Dhineshkumar Thiruppathi 1,2
Donald Danforth Plant Science Center,
Saint Louis, Missouri 63132
1Author for contact: firstname.lastname@example.org
Plant development and adjustment to the environment require not only tight regulation of core signaling pathways but also their integration in a time- and context-dependent manner. For example, seed germination and seedling development are coregulated by endogenous hormonal cues such as abscisic acid (ABA) and by external environmental stimuli such as light (Lau and Deng 2010). ABA inhibits seed germination, and light subsequently modulates ABA balance for photoautotrophic seedling establishment (Chen et al. 2008). The molecular players governing core ABA and light signaling pathways are regulated by alternative or precursor mRNA (pre-mRNA) splicing, a post-transcriptional mechanism by which a single gene is transcribed into various mRNA isoforms. Nonetheless, how such regulation integrates ABA and light signaling pathways is still something of a mystery. In this issue of Plant Physiology Punzo et al. (2020) report that DNA-DAMAGE REPAIR/TOLERATION PROTEIN 111 (DRT111) links ABA- and light-regulated pathways to negatively control seed germination sensitivity to ABA through specific splicing events (Fig.1). DRT111 is a protein related to human splicing factor 45 (SPF45) and was first identified as SPLICING FACTOR FOR PHYTOCHROME SIGNALING (SFPS) in light-regulated development of Arabidopsis (Arabidopsis thaliana; Xin et al. 2017). DRT111/SFPS promotes photomorphogenesis by interacting with the photoreceptor phytochromes (phyB) and regulating pre-mRNA splicing of genes involved in light signaling (Fig.1).

* _Supplied information_:
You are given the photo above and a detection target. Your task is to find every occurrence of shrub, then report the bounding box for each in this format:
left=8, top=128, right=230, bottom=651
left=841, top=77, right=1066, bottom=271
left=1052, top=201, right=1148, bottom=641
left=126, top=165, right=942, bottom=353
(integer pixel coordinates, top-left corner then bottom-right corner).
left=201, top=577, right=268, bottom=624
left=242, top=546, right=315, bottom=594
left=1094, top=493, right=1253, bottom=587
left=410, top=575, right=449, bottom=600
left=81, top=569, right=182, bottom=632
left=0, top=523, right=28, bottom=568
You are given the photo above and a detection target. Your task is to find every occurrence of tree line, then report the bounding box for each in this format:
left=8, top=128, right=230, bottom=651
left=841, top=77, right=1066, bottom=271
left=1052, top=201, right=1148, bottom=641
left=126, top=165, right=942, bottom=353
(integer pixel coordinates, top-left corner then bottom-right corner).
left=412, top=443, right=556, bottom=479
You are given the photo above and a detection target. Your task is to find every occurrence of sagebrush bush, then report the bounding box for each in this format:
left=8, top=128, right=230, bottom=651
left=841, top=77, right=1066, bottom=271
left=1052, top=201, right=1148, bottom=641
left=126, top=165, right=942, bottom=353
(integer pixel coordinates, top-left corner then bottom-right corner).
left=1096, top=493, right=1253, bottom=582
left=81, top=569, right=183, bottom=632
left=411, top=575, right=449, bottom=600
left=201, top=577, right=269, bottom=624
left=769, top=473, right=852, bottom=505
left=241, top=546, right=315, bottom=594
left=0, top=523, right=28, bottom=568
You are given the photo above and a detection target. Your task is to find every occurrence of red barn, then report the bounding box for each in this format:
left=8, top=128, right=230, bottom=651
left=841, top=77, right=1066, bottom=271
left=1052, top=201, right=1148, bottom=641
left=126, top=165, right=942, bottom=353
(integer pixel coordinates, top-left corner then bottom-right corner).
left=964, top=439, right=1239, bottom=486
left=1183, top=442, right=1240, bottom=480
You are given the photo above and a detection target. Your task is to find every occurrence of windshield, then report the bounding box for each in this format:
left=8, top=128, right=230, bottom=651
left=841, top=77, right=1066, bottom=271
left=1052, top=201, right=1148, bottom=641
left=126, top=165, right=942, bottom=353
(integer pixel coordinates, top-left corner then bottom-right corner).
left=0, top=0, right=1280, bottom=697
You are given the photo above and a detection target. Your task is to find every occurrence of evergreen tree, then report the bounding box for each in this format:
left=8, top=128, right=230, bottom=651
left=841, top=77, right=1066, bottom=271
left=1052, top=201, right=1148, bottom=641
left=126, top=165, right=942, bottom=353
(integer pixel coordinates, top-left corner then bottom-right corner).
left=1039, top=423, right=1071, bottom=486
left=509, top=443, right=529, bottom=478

* _Activity_:
According to the DRT111 commentary, by what means does DRT111/SFPS promote photomorphogenesis? Answer in one to three sentences. The listing has no connection to the DRT111 commentary.

* _Result for this task_:
DRT111/SFPS promotes photomorphogenesis by interacting with the photoreceptor phytochromes (phyB). It also regulates pre-mRNA splicing of genes involved in light signaling.